WHAT THE TASK ASKS:
Rewrite the records below, changing every "lesson" to "exercise" and leaving everything else as it is.

TASK INPUTS:
——
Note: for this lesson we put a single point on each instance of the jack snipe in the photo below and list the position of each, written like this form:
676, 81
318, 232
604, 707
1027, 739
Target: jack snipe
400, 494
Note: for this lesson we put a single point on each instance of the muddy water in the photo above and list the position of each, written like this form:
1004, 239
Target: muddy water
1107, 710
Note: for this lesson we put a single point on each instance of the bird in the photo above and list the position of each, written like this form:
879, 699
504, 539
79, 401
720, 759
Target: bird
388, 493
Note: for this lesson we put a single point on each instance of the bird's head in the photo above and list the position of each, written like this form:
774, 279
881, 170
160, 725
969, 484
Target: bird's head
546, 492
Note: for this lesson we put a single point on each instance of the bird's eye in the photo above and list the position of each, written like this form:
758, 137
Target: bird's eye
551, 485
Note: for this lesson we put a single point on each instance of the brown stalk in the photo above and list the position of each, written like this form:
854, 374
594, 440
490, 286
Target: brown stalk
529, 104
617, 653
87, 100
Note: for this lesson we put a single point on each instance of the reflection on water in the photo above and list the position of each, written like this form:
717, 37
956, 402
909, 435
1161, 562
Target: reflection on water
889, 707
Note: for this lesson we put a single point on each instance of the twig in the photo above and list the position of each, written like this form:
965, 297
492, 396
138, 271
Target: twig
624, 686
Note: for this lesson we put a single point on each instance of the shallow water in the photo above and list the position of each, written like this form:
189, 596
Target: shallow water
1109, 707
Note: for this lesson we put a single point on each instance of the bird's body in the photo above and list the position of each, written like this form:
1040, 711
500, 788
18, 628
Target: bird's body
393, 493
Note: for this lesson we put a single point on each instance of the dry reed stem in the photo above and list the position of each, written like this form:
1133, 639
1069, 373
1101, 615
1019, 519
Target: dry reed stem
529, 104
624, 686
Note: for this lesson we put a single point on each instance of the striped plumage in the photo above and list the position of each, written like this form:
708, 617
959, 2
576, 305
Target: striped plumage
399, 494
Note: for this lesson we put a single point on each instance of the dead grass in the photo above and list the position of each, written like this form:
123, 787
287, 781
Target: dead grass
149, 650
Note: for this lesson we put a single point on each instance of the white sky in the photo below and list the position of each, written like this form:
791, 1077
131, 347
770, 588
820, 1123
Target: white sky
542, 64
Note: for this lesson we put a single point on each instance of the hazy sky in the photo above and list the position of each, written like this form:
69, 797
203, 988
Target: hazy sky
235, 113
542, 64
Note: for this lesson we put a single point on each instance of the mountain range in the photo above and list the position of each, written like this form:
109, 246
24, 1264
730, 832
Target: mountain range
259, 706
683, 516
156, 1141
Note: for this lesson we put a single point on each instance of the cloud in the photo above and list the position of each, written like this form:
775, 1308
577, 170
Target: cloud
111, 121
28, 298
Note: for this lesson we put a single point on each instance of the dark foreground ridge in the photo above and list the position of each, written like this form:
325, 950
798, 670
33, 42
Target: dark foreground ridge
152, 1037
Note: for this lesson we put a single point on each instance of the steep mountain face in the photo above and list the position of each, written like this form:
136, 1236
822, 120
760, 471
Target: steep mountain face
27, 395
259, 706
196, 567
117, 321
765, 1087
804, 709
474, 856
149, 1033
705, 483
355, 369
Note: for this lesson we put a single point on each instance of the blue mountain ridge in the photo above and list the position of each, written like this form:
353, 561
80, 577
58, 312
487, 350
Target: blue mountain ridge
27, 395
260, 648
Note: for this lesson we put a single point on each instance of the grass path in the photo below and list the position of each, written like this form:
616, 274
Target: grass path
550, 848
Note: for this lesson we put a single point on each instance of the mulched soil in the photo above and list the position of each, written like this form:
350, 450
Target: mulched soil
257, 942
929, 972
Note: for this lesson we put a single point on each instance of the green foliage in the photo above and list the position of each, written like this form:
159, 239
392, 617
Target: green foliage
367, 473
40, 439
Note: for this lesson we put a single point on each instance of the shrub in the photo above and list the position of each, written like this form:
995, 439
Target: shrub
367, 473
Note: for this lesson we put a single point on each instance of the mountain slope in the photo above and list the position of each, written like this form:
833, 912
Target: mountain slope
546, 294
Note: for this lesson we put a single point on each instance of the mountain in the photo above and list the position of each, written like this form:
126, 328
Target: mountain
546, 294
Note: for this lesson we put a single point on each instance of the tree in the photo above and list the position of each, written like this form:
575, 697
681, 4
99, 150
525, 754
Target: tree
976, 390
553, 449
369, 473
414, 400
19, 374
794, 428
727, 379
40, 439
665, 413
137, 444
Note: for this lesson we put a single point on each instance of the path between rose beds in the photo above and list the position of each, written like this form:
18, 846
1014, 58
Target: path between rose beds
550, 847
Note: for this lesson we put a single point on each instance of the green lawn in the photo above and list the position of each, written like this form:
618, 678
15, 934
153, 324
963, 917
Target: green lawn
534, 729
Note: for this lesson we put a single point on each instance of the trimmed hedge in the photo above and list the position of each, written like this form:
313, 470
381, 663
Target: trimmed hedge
——
THE COMPLETED TASK:
Note: for this exercise we put a single point on each instance of the jack snipe in the photo below and list the position of each, written like this form:
676, 81
318, 232
604, 707
1027, 739
Target: jack snipe
400, 494
Note: for this exercise we put a single point on each instance of the muddy water in the photo above and list the position of each, written like this form:
1004, 239
Target: muddy water
1107, 710
Note: for this exercise we put a single point on each instance of the bird in the photo above and list the position of each, written like this form:
879, 699
504, 539
79, 401
720, 759
Target: bird
388, 493
Note: for this exercise we put a single point on each instance of the bird's head in the photo above and list the position of each, written like this form:
774, 279
881, 170
160, 725
969, 484
Target: bird's head
546, 492
Note: for this exercise we put a single point on each instance of the bird's eye in the photo above and list the position of each, written like this form:
758, 137
Target: bird's eye
551, 485
Note: for this exercise we put a single point on each instance of the brown stalk in the photo above and list the position of each, written like this form:
854, 374
594, 440
490, 286
Target: brown stalk
529, 104
617, 653
87, 100
Note: for this exercise we put a single point on each instance of the reflection on water in the photo above and list the position of each, written like this form:
717, 37
956, 402
909, 435
1161, 562
Target: reflection on water
889, 707
Note: for this exercise we put a single point on each instance of the twig in the photo above and list the position of each, written like this form:
965, 297
492, 396
138, 271
Target: twig
624, 686
Note: for this exercise we put a single point on each instance of the shallow water in the photo above and list the position of each, written like this form:
189, 596
Target: shallow water
1109, 707
Note: for this exercise we put a single point on each instance of the bird's body in the photo above and list the position of each, written like this form:
1040, 711
500, 788
18, 628
Target: bird's body
393, 493
Note: for this exercise we put a single point on each instance of the dry reed stem in the photo above and list the position of each, written like this form:
1133, 639
1069, 373
1101, 615
1019, 519
Target: dry reed stem
529, 104
624, 686
Note: for this exercise we put a single point on each instance of the striped plumage in the photo above and list the position of each, written like this form:
708, 617
959, 2
576, 305
Target: striped plumage
399, 494
Note: for this exercise we put a single point on each instance of the dead grass in the photo above and list the position of each, written like this form:
123, 787
287, 781
Target: dead grass
149, 650
Note: for this exercise we put a single point on each instance of the white sky in the photo below and list the position of each, written like this form:
791, 1077
131, 347
770, 588
820, 1123
Target: white sky
542, 64
Note: for this exercise we put a single point on each instance of the hazy sky in the photo above and list the position of each, written like this form:
69, 797
203, 988
Target: hazy sky
235, 113
542, 64
Note: for this exercise we put a single point on each instance of the mountain range in the photo above and list the position of each, written like this form:
109, 246
24, 1264
730, 832
Target: mountain range
259, 706
683, 516
156, 1141
Note: for this exercise we put a single point on each instance of the cloud in the photo above and list the position of each, written like this form:
775, 1308
577, 170
Target: cloud
111, 121
28, 298
Note: for this exercise we put a single point on each instance of the dark foreground ridge in the photo above and list the position of each, written like this form:
325, 950
798, 670
33, 42
Target: dark foreground ridge
152, 1037
Note: for this exercise we put a single point on each instance of the steep mountain face in the photo above and list the position of each, written like this form:
136, 1236
822, 120
760, 471
Target: steep mountain face
27, 395
259, 706
196, 567
117, 321
765, 1087
804, 709
474, 856
149, 1033
705, 483
355, 369
Note: for this exercise we put a single point on each instance of the blue mountain ridge in the photo above and list the position of each, written like this form:
353, 561
80, 577
58, 312
487, 350
Target: blue mountain ridge
27, 395
260, 648
Note: for this exercise we put a single point on each instance of the grass path in the photo below and list the position of each, written like this form:
616, 274
Target: grass path
550, 848
Note: for this exercise we put a single point on each instance of the mulched soil in the photo above and list the position of each, written like this form:
350, 450
Target: mulched soil
257, 942
929, 972
Note: for this exercise we put a single point on each instance of the green foliage in the photo above and list the position of each, written like this form:
159, 239
392, 617
Target: green foliage
367, 473
40, 439
Note: for this exercise we put a single point on each instance of the shrub in the photo above and list the position of each, written like this form:
995, 439
Target: shrub
367, 473
Note: for this exercise we put a single point on each instance of the mountain slope in the photo above and list the position of each, written like this form:
833, 912
Target: mountain slope
546, 294
Note: for this exercise we put a single point on each instance of the mountain in the photo above and list the position of each, written like this form:
126, 328
Target: mountain
546, 294
Note: for this exercise we put a single point on each instance of the tree in the photo above and list the position of each, written like this form:
575, 697
681, 4
99, 150
525, 754
Target: tree
976, 390
553, 449
369, 473
414, 400
19, 374
794, 428
727, 379
40, 439
665, 413
137, 444
Note: for this exercise we put a single point on each instance of the path between rose beds in the photo above and list the position of each, written like this form:
18, 846
1014, 58
Target: path between rose beds
550, 847
Note: for this exercise we put a single point on each instance of the green lawn in the photo above and list the position of each, written like this form:
618, 678
15, 934
153, 324
963, 917
Target: green lawn
534, 729
Note: for this exercise we put a single point on each instance of the trimmed hedge in the photo above and list the position of each, written like this form:
313, 470
381, 663
Target: trimmed hedge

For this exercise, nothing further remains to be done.